- Opening Delimiter -

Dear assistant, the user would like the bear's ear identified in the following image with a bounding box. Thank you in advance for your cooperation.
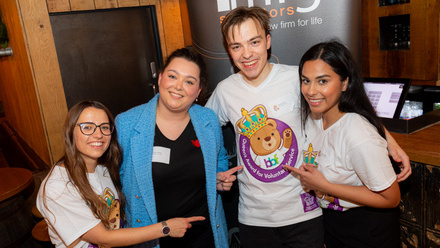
[267,119,277,128]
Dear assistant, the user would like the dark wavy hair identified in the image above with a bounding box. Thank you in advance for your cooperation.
[161,47,208,104]
[42,100,125,228]
[298,40,385,138]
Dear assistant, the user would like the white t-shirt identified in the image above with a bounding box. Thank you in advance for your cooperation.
[36,165,120,247]
[305,113,397,211]
[206,64,322,227]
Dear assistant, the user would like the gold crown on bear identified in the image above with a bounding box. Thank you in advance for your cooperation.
[236,105,268,138]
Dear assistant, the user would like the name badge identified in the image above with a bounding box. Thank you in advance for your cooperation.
[268,94,294,117]
[152,146,171,164]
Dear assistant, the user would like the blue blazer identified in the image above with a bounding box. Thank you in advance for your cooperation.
[115,94,230,248]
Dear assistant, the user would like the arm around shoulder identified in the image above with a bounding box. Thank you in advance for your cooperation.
[384,128,411,182]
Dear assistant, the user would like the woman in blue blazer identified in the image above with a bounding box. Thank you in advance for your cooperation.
[115,48,241,248]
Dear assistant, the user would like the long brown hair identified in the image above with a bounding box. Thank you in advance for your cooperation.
[43,100,125,228]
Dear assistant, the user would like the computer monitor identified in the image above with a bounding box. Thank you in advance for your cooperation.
[363,78,411,119]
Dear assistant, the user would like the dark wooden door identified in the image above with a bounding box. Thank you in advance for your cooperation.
[50,7,161,116]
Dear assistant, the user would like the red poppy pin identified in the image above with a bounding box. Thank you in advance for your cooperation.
[191,140,200,147]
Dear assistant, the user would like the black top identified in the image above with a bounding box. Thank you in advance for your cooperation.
[152,121,214,247]
[152,121,208,219]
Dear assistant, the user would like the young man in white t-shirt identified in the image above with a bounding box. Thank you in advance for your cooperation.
[205,6,411,248]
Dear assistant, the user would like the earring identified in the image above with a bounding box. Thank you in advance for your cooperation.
[195,98,198,102]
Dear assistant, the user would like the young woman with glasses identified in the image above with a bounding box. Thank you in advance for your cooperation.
[36,100,204,248]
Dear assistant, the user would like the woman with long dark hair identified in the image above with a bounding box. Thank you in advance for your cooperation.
[284,41,401,248]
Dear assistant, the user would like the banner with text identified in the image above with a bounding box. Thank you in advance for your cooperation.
[186,0,362,92]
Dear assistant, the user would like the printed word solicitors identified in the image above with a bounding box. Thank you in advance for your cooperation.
[220,6,295,23]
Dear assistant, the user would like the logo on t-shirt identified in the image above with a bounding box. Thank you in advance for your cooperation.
[89,188,121,248]
[101,188,121,230]
[303,143,319,166]
[235,105,298,182]
[302,143,343,211]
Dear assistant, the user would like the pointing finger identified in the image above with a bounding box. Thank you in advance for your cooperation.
[218,166,243,181]
[282,165,306,176]
[225,166,243,176]
[186,216,206,223]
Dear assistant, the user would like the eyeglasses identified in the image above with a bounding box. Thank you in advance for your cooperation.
[77,122,114,136]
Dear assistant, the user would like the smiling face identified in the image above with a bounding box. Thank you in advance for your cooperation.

- Closing Delimiter -

ACTIVITY — For the entries above, return an exact copy that omits the images.

ANSWER SPACE —
Dear assistant, the user would like the bear's ear identified in the following image with a bounding box. Thank you in advance for your cooperation.
[267,119,277,128]
Dear assistant, the user would like the dark wavy hair identified in the image above with a bounding box. Thank you in advance for your cooperation.
[161,47,208,104]
[42,100,125,228]
[298,40,385,138]
Dear assistant, the user would like the white t-shirt identified in the image above with a bounding box. Thank you in advance for your cooperation.
[36,165,120,247]
[305,113,397,211]
[206,64,322,227]
Dear assistant, the user would like the gold crown on bear identified in the image above with a bounding box. Thank you in advance for your cooperation.
[236,105,268,138]
Dear assistant, the user would like the name badge identified in the image above with a bounding box. Thank you in advance for your cooperation.
[268,94,294,117]
[152,146,171,164]
Dear assistant, the user would like the blue blazer identified in the image above with a bounding box. Thank you in advance for your cooperation.
[115,94,230,248]
Dear assistant, the user would like the arm around shoulder identified in the image above with a bounding box. Thank you in advance for your cooperation.
[384,128,411,182]
Dear assistant, the user would like the woman in blue blazer identified in the image above with a bounding box. Thank you in advance for your cooperation.
[115,48,241,248]
Dear assistant, the user would like the long brown hair identified in the image above with a bounding box. Thank you in advance for your cooperation.
[43,100,125,228]
Dear assistant, the user would like the computer monitor identified in the image above with a bounding box. Thank you in advance for your cooperation.
[363,78,411,119]
Dear assistant, the user would like the dark wooden door identified in the image above with a bounding box. Thank you in advance for your cooperation.
[50,7,161,116]
Dear assistant, the user would like the red poppy pin identified in the image above with a bounding box. Thank you in advance for your cooperation.
[191,140,200,147]
Dear assistant, the user would like the black top identified in the image above with a bounding box. Thank you in advance for your cooperation.
[152,121,214,247]
[152,121,208,219]
Dear assistant, the user would like the young man in white t-shirt identified in the image above with a bounding box. Thank you in advance for your cooperation.
[205,6,411,248]
Dear assistant, the user would like the earring identified in the image above with a bounding box. Thank you in advance for your cooperation.
[195,98,198,102]
Dear assistant, the user would like the young woman with glasses identified in the image above with a bounding box. Thank you in advance for your cooperation.
[36,100,204,248]
Dear assistant, the user would like the woman with long dark hair identified in the image above with a bounding box. Thank you in advance for your cooperation.
[284,41,401,248]
Dear assistant, the user would like the banner with text identified in the image above with a bounding box. Thank you in advance for your cooperation.
[186,0,362,92]
Dear assistant, the user would like the printed word solicitors identified in the image above with a bounding box. Thank you in advance for your cooperation.
[220,6,295,23]
Dear assistant, the user would like the logo on t-shirt identified in the image above with a bounding box. Thank you in advance for your cooperation.
[89,188,121,248]
[101,188,121,230]
[303,143,319,166]
[235,105,298,182]
[302,143,343,211]
Dear assistant, the user would like the pointing finger identified in the image above with a bounding box. Thank you in advance for your cooperation.
[218,166,243,181]
[282,165,306,176]
[225,166,243,176]
[186,216,206,223]
Dear assistant, the user would like the eyeglasses identified in the image above with a bounding box. Thank you in advance for your cooperation.
[77,122,114,136]
Dear assistant, the user would like the smiling face identified in the image above with a bounding box. Thank you in advance for your cooperation.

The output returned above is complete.